*** AUSGEWÄHLTER AUSZUG ***
TANGRAM 37

Frühkindliche Bildung zu einem wertschätzenden Umgang mit Vielfalt

Unterschiede nicht tabuisieren

Autorin

Doris Frei ist Erziehungswissenschaftlerin und arbeitet als wissenschaftliche Mitarbeiterin am Marie Meierhofer Institut für das Kind.
frei@mmi.ch

Wenn Kinder lernen sollen, Vielfalt zu respektieren, reicht es nicht, sie in gemischten Gruppen spielen zu lassen. Vielmehr müssen Gemeinsamkeiten und Unterschiede gezielt thematisiert und eine vielfältige, anregungsreiche Lernumgebung gestaltet werden.

Bereits früh nehmen Kinder Unterschiede zwischen Menschen wahr. Wie sie damit umgehen, hängt in einem hohen Mass davon ab, wie ihre nächsten Bezugspersonen Gemeinsamkeiten und Unterschiede thematisieren und werten. Sollen Kinder lernen, Vielfalt zu respektieren, so benötigen sie vielfältige Gelegenheiten, um damit vertraut zu werden. Dazu reicht es nicht, wenn in der Kindertagesstätte, in der Spielgruppe oder auf dem Spielplatz möglichst viele unterschiedliche Kinder zusammenkommen. Damit Kinder eine positive Haltung gegenüber Unterschieden entwickeln können, bedarf es gezielter und aktiver Interventionen der Erwachsenen (Richter). Diese können auf verschiedenen Ebenen stattfinden und beginnen bereits damit, dass Unterschiede nicht ignoriert werden.

Strategien der Gleichbehandlung, bei denen Unterschiede zwischen den Kindern tabuisiert werden, sind problematisch und entsprechen nicht der Realität (Weltzien). Vielmehr soll sich jedes Kind mit seinen Fähigkeiten einbringen können, sich zugehörig fühlen und dabei eine individuelle Begleitung erhalten, welche seinen Interessen, Fähigkeiten, Bedürfnissen und weiteren individuellen Merkmalen Rechnung trägt (Wustmann-Seiler &
Simoni). Bezugspersonen müssen die Aufmerksamkeit der Kinder bewusst auf Aspekte der Vielfalt lenken. Indem sie verbindende und unterscheidende Merkmale benennen und thematisieren, unterstützen sie junge Kinder dabei, nach und nach ihre Vorstellung der Welt zu konstruieren, ihre Eigenständigkeit zu entdecken und dabei ihre Identität zu entwickeln (Focali et al.). Dabei ist es wichtig, zunächst von den Gemeinsamkeiten auszugehen, bevor Unterschiede thematisiert werden. Dies stärkt das Zusammengehörigkeitsgefühl und gibt jedem Kind die Gewissheit, dazuzugehören.
***
- [DEINE AUFGABEN]
• a. Nenne alle Orte, an denen laut dem Auszug über Vielfalt in der frühkindlichen Bildung möglichst viele unterschiedliche Kinder zusammenkommen.
• b. Tippe aus dem Auszug über Vielfalt den Abschnitt ab, der mit „Wenn Kinder lernen“ beginnt und bis einschließlich „Lernumgebung gestaltet werden.“ reicht.
Die Liste stammt aus einer anderen Quelle.
*** GESPEICHERTE LISTE ***
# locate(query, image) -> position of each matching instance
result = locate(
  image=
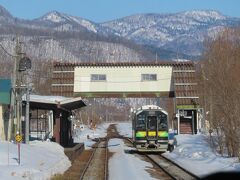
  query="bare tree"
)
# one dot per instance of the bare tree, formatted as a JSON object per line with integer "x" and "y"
{"x": 220, "y": 79}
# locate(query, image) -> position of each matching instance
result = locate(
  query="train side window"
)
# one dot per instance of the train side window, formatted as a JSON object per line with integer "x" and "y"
{"x": 140, "y": 123}
{"x": 152, "y": 122}
{"x": 162, "y": 123}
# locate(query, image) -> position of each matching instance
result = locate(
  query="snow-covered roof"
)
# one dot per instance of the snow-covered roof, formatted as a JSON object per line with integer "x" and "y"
{"x": 65, "y": 102}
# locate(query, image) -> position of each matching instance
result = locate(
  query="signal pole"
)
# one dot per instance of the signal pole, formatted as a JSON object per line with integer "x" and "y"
{"x": 16, "y": 95}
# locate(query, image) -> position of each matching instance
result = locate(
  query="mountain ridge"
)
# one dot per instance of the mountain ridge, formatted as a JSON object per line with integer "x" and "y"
{"x": 182, "y": 32}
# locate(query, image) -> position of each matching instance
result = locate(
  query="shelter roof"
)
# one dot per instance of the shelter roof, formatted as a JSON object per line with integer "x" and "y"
{"x": 53, "y": 102}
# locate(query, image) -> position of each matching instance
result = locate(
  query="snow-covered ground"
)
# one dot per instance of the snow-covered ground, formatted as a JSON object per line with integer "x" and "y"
{"x": 126, "y": 166}
{"x": 194, "y": 154}
{"x": 38, "y": 160}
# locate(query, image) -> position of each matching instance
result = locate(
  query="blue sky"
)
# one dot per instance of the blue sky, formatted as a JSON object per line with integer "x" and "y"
{"x": 105, "y": 10}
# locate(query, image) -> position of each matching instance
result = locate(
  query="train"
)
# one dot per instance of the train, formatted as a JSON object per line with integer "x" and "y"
{"x": 150, "y": 130}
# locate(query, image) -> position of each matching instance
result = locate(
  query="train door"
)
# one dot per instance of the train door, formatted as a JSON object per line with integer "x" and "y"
{"x": 152, "y": 126}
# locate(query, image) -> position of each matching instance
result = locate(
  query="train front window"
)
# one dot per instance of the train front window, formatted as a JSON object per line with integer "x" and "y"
{"x": 152, "y": 122}
{"x": 140, "y": 123}
{"x": 162, "y": 123}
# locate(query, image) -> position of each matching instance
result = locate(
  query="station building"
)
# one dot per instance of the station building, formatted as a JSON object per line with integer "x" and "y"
{"x": 175, "y": 80}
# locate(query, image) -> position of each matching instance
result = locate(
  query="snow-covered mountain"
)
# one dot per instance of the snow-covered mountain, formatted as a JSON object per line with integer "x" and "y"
{"x": 168, "y": 35}
{"x": 182, "y": 32}
{"x": 5, "y": 16}
{"x": 63, "y": 22}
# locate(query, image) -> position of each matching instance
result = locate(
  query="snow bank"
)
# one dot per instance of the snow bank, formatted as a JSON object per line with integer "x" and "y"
{"x": 194, "y": 154}
{"x": 38, "y": 160}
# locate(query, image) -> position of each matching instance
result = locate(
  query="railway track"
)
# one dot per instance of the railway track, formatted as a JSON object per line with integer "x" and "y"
{"x": 94, "y": 168}
{"x": 173, "y": 170}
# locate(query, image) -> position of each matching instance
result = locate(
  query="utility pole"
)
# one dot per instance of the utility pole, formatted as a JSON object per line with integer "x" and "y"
{"x": 27, "y": 113}
{"x": 13, "y": 104}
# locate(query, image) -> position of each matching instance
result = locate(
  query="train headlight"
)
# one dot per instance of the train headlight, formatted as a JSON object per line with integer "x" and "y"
{"x": 141, "y": 134}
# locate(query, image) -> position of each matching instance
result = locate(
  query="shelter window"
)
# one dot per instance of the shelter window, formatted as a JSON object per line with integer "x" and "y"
{"x": 98, "y": 77}
{"x": 149, "y": 77}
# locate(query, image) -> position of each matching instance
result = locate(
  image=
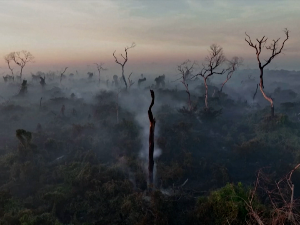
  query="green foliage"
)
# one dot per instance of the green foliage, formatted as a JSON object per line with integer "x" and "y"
{"x": 224, "y": 206}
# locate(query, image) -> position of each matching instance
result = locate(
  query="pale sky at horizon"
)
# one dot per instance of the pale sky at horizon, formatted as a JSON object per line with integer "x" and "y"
{"x": 80, "y": 33}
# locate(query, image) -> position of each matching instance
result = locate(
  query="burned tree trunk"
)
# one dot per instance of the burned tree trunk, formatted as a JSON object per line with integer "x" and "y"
***
- [GEGEBENE ANTWORTEN]
• a. Kindertagesstätte, Spielgruppe, Spielplatz

• b.
Wenn Kinder lernen sollen, Vielfalt zu respektieren, reicht es nicht, sie in gemischten Gruppen spielen zu lassen. Vielmehr müssen Gemeinsamkeiten und Unterschiede gezielt thematisiert und eine vielfältige, anregungsreiche Lernumgebung gestaltet werden.